BEGIN

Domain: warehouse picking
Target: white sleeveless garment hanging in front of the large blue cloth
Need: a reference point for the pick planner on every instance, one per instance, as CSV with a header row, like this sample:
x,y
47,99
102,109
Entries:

END

Write out the entire listing above once more. Keep it exact.

Domain: warehouse picking
Target: white sleeveless garment hanging in front of the large blue cloth
Need: a reference point for the pick planner on every instance, one per instance, as CSV with a header row, like this sample:
x,y
47,99
102,109
Entries:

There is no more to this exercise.